┏━━
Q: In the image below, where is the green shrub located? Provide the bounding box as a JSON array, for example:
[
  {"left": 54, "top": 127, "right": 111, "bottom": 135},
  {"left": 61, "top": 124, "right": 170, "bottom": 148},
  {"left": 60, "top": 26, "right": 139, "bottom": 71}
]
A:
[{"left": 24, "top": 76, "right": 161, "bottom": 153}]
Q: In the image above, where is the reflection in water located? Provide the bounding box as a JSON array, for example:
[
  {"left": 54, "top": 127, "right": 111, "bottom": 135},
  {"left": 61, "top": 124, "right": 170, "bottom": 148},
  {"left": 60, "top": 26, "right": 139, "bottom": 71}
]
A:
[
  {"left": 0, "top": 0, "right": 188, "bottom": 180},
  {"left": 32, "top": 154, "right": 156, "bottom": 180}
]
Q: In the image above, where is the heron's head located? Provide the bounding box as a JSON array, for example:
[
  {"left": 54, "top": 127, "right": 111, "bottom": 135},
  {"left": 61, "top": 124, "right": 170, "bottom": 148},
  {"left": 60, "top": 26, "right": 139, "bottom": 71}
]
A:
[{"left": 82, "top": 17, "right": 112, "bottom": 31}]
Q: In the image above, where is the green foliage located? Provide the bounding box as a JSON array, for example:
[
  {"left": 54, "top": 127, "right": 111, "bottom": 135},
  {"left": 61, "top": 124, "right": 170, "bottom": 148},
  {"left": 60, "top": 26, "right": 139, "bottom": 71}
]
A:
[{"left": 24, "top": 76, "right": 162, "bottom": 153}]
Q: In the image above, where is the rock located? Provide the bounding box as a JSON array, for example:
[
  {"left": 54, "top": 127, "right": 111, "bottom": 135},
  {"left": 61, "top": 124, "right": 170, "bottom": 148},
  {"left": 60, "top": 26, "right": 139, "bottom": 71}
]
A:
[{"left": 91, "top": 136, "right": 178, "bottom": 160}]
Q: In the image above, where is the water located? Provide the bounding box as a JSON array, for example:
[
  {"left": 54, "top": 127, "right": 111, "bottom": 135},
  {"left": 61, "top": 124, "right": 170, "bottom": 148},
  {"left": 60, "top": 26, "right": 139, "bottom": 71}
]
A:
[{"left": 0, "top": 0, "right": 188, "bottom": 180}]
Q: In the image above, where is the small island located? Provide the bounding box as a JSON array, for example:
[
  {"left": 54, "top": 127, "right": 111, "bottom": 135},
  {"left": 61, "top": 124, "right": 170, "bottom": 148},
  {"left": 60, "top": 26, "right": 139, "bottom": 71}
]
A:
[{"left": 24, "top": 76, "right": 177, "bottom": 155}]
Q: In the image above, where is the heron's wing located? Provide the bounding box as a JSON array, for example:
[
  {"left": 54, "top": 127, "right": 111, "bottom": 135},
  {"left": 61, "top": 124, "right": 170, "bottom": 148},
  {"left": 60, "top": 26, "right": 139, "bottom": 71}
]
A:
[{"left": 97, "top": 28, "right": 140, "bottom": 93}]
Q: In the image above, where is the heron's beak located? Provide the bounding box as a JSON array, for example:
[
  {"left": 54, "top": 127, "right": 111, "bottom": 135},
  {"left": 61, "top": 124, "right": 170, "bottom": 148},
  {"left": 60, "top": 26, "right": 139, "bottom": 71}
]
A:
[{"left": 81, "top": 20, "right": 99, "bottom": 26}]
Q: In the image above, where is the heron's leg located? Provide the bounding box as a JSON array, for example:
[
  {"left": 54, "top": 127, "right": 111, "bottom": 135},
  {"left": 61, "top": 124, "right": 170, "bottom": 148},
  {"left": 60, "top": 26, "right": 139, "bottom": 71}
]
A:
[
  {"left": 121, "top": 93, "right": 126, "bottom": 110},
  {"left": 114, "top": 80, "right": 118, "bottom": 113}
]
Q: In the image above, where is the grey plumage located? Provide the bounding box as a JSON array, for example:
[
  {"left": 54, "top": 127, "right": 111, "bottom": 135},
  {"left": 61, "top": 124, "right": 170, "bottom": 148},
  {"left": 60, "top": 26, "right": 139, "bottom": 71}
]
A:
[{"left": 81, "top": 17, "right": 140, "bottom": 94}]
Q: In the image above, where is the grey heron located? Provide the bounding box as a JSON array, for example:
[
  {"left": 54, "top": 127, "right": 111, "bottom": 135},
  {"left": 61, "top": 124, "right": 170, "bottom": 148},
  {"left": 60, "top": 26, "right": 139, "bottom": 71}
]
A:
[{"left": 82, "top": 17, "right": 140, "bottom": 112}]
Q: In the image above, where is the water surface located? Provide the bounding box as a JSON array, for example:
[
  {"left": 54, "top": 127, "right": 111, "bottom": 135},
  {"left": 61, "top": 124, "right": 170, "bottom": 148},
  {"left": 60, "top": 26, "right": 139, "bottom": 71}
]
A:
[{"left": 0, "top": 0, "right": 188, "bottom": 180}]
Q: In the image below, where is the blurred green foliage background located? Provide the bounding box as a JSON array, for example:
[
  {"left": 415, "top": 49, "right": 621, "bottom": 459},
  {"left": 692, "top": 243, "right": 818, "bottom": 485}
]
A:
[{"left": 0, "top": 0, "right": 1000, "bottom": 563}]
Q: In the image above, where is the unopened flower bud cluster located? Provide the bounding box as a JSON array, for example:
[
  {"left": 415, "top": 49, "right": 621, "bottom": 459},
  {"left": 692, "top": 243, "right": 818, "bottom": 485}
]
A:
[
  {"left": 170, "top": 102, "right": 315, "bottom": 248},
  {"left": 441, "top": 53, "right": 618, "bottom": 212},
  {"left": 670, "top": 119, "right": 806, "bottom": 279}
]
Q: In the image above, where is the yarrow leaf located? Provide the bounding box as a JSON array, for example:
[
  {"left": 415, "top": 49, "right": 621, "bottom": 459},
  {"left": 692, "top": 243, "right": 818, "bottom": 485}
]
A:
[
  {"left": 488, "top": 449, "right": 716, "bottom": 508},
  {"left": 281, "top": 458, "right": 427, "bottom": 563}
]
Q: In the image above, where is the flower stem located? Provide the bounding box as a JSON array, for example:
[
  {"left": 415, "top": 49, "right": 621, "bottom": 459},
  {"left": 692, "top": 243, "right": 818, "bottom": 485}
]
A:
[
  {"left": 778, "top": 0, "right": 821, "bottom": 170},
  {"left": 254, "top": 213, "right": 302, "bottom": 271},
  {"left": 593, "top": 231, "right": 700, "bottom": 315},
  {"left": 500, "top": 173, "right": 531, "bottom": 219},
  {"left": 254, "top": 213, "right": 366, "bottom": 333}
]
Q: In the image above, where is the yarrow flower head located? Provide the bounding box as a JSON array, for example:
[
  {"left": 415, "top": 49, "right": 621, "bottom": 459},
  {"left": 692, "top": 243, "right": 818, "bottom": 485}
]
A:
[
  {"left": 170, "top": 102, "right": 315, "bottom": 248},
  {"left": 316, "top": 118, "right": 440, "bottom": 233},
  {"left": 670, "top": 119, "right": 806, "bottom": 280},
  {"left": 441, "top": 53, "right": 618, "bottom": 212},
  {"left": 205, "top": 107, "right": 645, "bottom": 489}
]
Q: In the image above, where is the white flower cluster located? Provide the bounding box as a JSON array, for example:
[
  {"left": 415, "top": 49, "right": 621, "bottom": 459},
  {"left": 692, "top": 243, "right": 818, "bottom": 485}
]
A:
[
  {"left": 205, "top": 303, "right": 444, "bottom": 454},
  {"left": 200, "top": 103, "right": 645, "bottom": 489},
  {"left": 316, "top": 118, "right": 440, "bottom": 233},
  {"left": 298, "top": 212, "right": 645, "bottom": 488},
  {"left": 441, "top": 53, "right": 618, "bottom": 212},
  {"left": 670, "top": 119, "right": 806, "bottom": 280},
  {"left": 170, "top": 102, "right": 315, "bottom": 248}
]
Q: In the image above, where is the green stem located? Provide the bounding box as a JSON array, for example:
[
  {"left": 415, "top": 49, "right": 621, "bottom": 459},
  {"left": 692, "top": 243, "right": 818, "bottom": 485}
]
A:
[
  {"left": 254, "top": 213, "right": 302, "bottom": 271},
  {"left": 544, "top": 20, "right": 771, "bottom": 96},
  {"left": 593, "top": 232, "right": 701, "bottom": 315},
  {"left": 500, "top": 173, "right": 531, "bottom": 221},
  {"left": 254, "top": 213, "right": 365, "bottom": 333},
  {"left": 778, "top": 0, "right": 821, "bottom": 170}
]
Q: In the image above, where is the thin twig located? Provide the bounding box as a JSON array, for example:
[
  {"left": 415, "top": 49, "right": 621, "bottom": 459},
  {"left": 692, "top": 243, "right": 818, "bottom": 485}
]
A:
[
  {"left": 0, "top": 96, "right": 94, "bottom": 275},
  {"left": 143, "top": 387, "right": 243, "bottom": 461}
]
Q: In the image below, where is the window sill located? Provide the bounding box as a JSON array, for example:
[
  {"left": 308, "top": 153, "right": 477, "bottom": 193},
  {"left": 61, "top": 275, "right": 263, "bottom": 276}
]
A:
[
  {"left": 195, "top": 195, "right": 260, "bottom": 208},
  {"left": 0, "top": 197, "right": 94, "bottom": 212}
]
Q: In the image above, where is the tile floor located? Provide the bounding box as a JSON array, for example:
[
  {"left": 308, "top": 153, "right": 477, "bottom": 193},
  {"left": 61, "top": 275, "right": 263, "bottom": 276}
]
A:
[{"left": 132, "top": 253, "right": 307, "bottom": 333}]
┗━━
## Task statement
Output the lines of the items as a JSON list of strings, one string per line, from the line containing "Q: In the image above, where is the thin" through the last line of the items, inclusive. Leave out blank lines.

## Right answer
[
  "Q: In the image above, where is the thin twig located? Provide the bounding box as a JSON array, for example:",
  "[",
  "  {\"left\": 415, \"top\": 49, \"right\": 621, \"bottom\": 459},",
  "  {\"left\": 692, \"top\": 243, \"right\": 818, \"bottom\": 485}",
  "]",
  "A:",
  "[",
  "  {\"left\": 0, \"top\": 96, \"right\": 94, \"bottom\": 275},",
  "  {\"left\": 143, \"top\": 387, \"right\": 243, \"bottom\": 461}",
  "]",
  "Q: In the image below, where is the window sill located? Provide the bounding box as a JSON array, for example:",
  "[",
  "  {\"left\": 308, \"top\": 153, \"right\": 477, \"bottom\": 193},",
  "  {\"left\": 61, \"top\": 275, \"right\": 263, \"bottom\": 276}",
  "]",
  "A:",
  "[",
  "  {\"left\": 195, \"top\": 195, \"right\": 260, \"bottom\": 208},",
  "  {\"left\": 0, \"top\": 197, \"right\": 94, \"bottom\": 212}",
  "]",
  "Q: In the image above, where is the tile floor located? Provide the bounding box as a JSON array, for example:",
  "[",
  "  {\"left\": 308, \"top\": 153, \"right\": 477, \"bottom\": 193},",
  "  {\"left\": 61, \"top\": 275, \"right\": 263, \"bottom\": 276}",
  "]",
  "A:",
  "[{\"left\": 132, \"top\": 253, \"right\": 307, \"bottom\": 333}]"
]